EXERCISE INSTRUCTIONS » Output only the span of lines that begins at the line containing "Guideline: the keypoint for each instance of the bridge" and ends at the last line of the data, both included, exactly as they appear.

-- start of EXERCISE MATERIAL --

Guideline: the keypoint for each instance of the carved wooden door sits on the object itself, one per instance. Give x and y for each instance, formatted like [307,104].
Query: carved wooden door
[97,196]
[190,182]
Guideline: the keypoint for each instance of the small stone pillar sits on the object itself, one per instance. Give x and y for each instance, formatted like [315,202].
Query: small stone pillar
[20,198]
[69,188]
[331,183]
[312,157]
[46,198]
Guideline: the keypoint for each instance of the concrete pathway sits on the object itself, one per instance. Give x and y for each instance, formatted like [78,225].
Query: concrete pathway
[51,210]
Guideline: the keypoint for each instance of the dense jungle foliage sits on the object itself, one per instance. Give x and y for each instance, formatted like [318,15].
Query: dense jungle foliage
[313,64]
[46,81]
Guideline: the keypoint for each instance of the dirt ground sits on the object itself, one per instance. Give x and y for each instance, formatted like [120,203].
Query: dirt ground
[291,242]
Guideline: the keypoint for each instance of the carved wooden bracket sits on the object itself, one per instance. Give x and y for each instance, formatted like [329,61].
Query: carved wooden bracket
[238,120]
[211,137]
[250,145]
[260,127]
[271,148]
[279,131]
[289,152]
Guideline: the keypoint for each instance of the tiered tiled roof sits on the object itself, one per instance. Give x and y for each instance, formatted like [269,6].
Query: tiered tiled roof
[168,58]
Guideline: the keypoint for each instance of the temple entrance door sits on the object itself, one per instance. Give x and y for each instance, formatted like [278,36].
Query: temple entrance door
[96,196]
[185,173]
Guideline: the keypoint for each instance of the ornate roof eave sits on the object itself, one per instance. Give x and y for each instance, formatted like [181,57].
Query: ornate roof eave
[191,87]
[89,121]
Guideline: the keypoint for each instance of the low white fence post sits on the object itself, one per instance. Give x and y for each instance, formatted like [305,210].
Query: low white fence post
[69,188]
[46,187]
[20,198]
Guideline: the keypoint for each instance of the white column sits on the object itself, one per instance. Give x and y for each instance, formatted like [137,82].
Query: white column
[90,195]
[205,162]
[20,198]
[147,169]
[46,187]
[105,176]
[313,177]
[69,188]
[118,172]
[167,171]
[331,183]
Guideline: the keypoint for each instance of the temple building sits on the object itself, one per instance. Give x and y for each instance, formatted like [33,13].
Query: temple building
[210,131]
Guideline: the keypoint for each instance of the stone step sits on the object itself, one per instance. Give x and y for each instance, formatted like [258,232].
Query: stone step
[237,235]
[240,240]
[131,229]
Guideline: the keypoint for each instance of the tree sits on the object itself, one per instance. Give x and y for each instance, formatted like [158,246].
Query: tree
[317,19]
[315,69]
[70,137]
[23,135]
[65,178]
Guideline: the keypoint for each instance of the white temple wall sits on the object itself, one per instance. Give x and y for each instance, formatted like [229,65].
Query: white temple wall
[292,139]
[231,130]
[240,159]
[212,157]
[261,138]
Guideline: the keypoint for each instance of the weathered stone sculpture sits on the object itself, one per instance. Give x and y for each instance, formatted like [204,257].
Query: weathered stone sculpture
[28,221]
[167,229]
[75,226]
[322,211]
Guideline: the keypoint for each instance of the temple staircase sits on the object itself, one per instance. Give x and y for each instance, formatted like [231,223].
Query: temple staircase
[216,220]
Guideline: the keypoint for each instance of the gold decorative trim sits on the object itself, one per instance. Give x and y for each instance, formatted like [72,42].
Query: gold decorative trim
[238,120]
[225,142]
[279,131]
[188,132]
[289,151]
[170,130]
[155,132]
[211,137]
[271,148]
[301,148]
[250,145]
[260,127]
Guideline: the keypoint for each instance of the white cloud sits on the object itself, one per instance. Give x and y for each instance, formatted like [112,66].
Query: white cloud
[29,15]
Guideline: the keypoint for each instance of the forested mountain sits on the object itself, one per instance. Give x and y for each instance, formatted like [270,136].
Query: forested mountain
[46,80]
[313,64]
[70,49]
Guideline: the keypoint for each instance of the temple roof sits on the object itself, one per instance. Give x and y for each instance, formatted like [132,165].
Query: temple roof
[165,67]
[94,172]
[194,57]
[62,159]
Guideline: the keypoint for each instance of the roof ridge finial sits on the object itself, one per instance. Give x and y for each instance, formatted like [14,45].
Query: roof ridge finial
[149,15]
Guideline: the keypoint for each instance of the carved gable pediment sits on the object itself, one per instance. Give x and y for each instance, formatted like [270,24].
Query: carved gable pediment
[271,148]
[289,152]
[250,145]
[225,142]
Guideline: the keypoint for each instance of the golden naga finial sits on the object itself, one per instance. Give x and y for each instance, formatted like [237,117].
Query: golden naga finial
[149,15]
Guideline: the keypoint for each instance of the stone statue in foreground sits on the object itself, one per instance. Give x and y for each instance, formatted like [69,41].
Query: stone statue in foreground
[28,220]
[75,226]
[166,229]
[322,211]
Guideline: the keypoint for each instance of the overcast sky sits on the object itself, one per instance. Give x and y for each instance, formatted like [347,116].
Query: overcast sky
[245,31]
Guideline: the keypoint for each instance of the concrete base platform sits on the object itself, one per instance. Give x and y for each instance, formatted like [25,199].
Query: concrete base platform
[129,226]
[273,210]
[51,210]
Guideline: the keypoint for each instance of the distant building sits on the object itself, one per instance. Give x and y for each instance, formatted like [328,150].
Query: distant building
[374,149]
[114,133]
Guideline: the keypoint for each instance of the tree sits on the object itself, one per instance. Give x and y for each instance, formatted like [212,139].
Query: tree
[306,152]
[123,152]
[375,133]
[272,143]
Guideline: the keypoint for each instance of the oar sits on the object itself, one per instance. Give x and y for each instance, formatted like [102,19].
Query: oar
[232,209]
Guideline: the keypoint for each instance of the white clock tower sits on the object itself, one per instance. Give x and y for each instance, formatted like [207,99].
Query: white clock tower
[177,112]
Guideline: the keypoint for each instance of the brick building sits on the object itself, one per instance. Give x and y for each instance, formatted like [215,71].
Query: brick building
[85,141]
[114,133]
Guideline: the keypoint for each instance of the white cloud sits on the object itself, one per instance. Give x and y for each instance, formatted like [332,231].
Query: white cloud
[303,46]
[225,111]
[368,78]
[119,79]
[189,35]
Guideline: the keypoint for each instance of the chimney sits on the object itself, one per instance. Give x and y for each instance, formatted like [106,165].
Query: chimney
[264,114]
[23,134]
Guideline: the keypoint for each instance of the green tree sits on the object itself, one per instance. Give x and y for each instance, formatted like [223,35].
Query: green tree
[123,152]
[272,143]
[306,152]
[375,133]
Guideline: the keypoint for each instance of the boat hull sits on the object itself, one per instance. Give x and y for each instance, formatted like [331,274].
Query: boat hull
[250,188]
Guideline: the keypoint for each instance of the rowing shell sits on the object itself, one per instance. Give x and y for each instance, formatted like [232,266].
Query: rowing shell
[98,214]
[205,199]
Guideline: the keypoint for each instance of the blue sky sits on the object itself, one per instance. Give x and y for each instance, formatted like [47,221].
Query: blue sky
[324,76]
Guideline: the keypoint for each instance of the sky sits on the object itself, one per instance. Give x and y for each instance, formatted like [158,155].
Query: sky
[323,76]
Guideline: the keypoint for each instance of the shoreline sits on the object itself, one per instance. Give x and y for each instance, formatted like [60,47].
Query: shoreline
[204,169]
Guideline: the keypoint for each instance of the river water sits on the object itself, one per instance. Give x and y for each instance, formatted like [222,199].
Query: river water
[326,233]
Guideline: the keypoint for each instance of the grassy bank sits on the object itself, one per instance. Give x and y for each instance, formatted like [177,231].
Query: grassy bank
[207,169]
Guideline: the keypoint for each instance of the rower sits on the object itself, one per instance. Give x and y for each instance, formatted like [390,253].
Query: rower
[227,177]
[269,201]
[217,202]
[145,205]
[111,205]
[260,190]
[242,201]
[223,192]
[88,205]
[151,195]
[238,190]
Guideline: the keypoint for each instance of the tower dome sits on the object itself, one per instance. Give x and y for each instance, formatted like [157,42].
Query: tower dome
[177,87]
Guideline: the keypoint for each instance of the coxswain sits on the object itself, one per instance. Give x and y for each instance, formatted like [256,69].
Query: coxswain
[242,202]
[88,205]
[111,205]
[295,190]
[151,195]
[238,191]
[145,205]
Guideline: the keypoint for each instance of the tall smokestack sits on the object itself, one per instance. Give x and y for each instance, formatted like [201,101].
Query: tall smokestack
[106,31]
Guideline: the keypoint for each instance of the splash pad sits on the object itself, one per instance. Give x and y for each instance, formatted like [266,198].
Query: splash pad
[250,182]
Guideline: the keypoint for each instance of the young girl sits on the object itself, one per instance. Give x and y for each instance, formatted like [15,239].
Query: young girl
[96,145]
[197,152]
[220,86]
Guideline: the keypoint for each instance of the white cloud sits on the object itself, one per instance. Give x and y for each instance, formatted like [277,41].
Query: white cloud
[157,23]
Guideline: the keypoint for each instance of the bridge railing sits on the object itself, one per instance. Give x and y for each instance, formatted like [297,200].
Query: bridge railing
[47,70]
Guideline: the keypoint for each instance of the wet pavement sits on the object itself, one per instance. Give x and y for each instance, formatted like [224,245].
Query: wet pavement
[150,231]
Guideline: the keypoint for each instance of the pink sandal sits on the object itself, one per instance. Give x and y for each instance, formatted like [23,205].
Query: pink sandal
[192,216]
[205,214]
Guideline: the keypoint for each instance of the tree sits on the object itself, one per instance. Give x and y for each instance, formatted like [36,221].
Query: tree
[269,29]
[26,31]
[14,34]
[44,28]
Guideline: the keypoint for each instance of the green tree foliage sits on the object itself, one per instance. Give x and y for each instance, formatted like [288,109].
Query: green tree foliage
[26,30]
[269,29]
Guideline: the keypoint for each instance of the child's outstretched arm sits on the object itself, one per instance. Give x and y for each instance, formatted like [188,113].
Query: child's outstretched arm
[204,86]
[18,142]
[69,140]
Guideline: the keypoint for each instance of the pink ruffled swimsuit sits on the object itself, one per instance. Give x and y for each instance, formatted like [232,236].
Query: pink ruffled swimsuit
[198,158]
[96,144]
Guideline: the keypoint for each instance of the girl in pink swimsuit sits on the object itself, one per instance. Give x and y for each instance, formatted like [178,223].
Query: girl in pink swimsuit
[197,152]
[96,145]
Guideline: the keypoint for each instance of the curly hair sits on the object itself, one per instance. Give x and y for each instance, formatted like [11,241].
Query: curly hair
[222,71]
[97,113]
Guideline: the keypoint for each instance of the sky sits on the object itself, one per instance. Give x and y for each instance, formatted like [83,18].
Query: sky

-- end of EXERCISE MATERIAL --

PROBLEM SOLUTION »
Guideline: the keypoint for each instance of the bridge railing sits on the object itself, one per instance. Give x and y for each instance, formatted like [297,200].
Query: bridge railing
[47,70]
Guideline: the keypoint for each instance of the wet pavement sits on the object itself, one per instance. Give x and y for each instance, formatted like [224,245].
Query: wet pavement
[150,231]
Guideline: the keypoint for each instance of the pink sandal sits on the object itself, one per instance. Give x and y for each instance, formatted like [23,205].
Query: pink sandal
[192,216]
[205,214]
Guideline: the keypoint for each instance of the tree sits on the object itself, one per instance. Give x and y for each instance, formatted like [36,221].
Query: tree
[269,29]
[26,31]
[14,34]
[44,28]
Guideline: the keypoint for each instance of the green tree foliage sits on the object itself, one per instance. Give x and y for each instance, formatted like [288,109].
Query: green tree foliage
[26,30]
[269,29]
Guideline: the keypoint for each instance of the child's outstretched arm sits on the object itself, one per instance. Give x and y for each instance, formatted like [188,113].
Query: child's outstretched arm
[204,86]
[18,142]
[69,140]
Guideline: the keypoint for each instance of the pink ruffled swimsuit sits on the object itself, one per instance. Give x and y for each instance, formatted like [232,236].
Query: pink ruffled swimsuit
[198,158]
[96,144]
Guideline: the keypoint for each instance of the girl in pink swimsuit sits on the object itself, one per instance. Give x and y for each instance, formatted like [178,223].
Query: girl in pink swimsuit
[197,152]
[96,145]
Guideline: the keypoint for each instance of the curly hair sits on the object itself, one per instance. Give x and y for each instance, formatted like [11,241].
Query: curly hair
[222,71]
[97,113]
Guideline: the keypoint for each instance of the sky sits on the object itself, one per instance. Give x and y for each instance, formatted like [83,18].
Query: sky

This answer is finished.